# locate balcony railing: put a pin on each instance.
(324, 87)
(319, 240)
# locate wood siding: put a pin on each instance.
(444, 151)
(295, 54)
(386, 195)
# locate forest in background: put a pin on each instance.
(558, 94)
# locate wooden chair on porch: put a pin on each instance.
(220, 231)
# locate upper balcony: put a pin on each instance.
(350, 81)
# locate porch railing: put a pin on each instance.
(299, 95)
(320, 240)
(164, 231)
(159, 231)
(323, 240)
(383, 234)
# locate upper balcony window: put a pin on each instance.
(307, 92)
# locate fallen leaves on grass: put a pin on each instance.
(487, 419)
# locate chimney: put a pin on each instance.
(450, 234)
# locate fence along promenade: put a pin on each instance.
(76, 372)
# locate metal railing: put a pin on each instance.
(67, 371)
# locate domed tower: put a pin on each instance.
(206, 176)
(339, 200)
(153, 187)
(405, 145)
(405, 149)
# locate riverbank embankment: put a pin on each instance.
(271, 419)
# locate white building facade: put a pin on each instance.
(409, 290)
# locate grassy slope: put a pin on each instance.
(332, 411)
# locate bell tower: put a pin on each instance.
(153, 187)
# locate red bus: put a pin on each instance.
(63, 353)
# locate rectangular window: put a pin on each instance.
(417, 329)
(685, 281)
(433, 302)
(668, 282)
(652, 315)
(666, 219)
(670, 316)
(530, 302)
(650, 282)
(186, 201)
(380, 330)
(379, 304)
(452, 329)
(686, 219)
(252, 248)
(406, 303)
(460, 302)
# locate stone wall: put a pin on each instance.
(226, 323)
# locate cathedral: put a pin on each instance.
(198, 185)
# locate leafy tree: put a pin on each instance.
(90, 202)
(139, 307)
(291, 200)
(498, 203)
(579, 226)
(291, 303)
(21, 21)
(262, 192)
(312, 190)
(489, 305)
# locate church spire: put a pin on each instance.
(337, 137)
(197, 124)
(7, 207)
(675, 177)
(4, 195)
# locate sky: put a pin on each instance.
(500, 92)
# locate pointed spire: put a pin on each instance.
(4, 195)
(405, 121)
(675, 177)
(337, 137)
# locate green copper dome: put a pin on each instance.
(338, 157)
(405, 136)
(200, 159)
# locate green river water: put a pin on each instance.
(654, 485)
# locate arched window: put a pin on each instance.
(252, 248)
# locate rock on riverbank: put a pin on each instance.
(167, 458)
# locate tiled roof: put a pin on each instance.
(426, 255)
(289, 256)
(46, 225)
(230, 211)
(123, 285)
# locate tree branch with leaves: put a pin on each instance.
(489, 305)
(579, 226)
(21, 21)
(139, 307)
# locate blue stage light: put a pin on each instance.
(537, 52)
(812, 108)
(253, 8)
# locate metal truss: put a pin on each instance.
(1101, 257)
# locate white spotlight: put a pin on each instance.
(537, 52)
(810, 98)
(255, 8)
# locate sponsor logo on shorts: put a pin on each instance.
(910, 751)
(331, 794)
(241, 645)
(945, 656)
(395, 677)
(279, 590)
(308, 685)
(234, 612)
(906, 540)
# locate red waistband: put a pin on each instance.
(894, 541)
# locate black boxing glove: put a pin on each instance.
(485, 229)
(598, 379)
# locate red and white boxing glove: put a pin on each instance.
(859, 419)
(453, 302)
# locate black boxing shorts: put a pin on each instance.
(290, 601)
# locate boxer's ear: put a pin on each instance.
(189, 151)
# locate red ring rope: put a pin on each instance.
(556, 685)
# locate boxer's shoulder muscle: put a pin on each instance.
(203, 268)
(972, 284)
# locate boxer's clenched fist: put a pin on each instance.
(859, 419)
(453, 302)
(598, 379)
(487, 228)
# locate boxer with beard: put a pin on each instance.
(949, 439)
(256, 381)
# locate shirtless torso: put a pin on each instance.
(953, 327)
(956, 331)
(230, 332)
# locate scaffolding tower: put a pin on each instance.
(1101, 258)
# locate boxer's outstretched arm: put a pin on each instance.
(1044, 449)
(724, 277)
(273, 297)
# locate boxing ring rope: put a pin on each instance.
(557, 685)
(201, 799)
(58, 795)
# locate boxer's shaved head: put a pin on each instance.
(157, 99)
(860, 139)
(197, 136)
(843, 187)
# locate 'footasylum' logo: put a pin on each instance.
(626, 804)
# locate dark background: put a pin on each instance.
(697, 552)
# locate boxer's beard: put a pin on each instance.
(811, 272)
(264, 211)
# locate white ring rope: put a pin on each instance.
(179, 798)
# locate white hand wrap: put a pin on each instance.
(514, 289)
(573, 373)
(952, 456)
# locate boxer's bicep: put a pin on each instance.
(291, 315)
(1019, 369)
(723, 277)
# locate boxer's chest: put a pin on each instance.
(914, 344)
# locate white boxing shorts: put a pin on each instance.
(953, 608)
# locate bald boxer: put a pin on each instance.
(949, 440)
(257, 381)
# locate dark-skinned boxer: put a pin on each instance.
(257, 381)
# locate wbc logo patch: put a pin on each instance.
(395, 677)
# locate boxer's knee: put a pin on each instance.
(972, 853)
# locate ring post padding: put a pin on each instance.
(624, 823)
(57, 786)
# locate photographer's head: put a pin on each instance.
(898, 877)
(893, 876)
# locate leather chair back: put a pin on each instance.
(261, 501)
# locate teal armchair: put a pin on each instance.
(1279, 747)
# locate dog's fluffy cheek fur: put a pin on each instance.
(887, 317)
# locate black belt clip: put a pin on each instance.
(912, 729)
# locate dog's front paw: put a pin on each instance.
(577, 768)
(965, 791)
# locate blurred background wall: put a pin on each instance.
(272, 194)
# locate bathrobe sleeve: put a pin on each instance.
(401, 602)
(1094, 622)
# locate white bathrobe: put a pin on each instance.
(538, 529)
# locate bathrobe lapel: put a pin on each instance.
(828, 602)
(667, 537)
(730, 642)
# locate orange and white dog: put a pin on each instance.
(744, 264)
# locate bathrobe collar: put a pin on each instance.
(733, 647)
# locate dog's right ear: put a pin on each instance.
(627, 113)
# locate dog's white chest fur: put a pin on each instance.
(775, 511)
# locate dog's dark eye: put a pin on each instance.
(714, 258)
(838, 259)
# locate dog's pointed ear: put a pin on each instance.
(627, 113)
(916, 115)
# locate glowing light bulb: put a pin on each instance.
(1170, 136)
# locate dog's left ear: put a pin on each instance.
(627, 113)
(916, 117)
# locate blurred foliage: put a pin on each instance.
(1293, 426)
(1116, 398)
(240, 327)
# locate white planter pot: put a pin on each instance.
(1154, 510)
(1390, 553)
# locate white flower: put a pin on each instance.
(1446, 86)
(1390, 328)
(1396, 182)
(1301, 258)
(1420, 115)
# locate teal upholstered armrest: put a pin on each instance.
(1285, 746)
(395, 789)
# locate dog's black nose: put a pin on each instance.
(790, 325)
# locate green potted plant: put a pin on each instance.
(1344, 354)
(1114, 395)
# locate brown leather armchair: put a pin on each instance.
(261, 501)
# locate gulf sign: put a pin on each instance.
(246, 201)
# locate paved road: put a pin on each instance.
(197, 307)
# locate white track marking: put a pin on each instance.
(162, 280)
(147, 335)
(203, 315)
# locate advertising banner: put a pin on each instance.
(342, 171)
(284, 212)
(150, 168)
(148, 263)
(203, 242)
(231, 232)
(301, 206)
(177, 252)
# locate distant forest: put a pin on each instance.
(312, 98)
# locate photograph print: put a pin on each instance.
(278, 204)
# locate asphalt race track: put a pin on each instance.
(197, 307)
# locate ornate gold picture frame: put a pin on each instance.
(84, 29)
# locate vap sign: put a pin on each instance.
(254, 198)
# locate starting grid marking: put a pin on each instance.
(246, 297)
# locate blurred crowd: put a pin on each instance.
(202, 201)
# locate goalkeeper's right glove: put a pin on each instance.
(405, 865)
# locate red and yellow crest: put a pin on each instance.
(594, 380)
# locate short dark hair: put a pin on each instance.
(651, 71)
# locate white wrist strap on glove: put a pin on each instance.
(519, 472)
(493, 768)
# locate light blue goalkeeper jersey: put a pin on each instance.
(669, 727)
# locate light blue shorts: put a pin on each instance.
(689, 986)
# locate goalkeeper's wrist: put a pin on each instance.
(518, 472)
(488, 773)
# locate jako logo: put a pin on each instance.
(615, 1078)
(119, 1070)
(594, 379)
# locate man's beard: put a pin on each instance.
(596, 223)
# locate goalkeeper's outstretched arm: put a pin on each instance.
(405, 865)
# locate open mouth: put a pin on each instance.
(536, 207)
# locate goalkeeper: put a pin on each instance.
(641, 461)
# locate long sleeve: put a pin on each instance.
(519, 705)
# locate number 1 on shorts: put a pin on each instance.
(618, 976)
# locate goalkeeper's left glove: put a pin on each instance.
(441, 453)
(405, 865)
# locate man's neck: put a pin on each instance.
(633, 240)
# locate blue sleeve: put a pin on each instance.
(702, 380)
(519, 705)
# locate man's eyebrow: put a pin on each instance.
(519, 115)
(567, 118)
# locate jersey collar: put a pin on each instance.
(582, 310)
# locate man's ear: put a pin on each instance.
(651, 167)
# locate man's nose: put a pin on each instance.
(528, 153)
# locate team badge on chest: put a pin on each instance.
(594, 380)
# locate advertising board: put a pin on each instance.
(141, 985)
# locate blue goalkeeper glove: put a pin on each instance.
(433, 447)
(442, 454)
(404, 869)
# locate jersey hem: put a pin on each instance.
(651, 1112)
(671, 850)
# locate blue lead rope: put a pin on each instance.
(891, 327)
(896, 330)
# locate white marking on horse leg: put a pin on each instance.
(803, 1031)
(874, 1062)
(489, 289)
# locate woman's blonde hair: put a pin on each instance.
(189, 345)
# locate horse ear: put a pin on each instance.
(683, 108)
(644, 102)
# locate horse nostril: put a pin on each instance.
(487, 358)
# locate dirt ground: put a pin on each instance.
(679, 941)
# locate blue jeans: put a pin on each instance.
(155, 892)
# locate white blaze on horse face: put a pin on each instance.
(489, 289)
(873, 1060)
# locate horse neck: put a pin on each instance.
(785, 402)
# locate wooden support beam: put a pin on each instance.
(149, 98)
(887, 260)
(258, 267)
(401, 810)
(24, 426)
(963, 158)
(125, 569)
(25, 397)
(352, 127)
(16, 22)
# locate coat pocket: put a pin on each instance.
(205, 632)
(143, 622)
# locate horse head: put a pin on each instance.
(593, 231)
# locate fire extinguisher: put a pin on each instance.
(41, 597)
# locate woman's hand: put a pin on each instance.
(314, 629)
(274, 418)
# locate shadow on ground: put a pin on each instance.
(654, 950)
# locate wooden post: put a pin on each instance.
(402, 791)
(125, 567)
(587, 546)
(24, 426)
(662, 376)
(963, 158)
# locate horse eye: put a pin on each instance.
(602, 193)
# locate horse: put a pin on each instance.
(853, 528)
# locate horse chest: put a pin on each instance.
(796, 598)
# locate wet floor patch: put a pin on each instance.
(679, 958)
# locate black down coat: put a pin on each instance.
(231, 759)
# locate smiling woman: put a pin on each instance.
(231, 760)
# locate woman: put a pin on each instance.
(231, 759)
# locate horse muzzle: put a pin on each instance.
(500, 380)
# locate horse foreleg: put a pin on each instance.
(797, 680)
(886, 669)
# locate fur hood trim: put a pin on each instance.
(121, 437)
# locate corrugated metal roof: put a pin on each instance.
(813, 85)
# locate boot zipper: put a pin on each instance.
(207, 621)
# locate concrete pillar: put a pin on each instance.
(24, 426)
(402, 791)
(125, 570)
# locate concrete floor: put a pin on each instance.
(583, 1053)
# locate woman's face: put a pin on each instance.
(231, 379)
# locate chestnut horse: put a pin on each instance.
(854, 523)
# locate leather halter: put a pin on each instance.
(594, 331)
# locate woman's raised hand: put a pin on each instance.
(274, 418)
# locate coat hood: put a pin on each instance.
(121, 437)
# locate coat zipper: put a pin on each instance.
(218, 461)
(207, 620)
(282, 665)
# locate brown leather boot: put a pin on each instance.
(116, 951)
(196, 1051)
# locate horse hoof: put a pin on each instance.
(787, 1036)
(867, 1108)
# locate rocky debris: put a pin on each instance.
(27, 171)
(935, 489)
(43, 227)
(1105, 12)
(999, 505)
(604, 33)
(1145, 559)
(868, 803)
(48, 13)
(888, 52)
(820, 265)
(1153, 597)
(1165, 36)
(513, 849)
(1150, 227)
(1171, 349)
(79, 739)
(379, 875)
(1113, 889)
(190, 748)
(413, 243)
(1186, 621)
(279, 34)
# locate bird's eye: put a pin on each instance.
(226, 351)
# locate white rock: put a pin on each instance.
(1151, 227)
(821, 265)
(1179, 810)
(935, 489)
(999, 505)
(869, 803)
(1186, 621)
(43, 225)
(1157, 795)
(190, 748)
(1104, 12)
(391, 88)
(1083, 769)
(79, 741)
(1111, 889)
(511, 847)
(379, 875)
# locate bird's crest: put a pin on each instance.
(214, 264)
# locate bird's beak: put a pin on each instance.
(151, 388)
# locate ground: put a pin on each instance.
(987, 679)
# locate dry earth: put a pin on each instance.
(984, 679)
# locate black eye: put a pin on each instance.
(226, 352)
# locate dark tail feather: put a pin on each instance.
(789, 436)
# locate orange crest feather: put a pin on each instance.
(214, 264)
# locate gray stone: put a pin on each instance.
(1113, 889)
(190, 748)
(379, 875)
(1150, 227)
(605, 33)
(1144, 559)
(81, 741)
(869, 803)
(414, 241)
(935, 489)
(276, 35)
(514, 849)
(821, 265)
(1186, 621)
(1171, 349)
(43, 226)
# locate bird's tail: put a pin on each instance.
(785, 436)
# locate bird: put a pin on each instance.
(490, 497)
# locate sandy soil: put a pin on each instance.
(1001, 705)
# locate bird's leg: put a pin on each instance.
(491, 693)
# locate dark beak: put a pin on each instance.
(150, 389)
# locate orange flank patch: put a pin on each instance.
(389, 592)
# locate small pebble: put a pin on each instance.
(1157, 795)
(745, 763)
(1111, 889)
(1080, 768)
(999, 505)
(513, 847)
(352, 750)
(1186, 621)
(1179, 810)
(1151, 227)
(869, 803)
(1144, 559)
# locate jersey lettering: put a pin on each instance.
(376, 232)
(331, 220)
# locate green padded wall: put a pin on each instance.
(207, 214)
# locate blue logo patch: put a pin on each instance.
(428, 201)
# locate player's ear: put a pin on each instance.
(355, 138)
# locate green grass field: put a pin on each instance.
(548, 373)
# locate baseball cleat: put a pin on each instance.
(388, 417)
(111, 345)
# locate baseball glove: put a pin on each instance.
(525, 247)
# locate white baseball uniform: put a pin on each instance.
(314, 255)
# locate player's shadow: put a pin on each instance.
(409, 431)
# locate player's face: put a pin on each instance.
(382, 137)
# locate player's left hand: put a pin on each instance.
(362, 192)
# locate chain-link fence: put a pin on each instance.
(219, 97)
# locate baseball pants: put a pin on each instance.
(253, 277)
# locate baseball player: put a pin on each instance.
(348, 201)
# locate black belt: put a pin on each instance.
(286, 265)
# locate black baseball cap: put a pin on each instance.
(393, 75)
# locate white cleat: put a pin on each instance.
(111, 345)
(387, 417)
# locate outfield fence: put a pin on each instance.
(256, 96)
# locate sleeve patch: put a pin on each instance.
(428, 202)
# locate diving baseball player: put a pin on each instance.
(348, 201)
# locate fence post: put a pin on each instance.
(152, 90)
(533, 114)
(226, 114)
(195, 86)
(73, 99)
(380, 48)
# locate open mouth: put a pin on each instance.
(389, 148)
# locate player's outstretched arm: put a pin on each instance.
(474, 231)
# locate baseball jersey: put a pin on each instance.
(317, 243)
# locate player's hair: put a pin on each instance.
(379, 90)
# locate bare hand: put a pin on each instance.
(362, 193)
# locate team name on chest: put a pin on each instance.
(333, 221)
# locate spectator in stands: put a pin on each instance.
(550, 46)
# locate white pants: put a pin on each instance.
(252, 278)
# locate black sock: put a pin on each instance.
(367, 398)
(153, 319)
──────────
#### Instructions to follow
Starting at the line that contains "# locate team name" and continuing through the end of the listing, rewrite those lines with "white pants" changed to "gray pants" and everything else left as it is.

#### Response for this exercise
# locate team name on chest: put a pin on each instance.
(333, 221)
# locate spectator in stands: put a pin on each instance.
(550, 46)
# locate gray pants: put a pin on each instance.
(252, 278)
# locate black sock: put a pin on each instance.
(367, 398)
(153, 319)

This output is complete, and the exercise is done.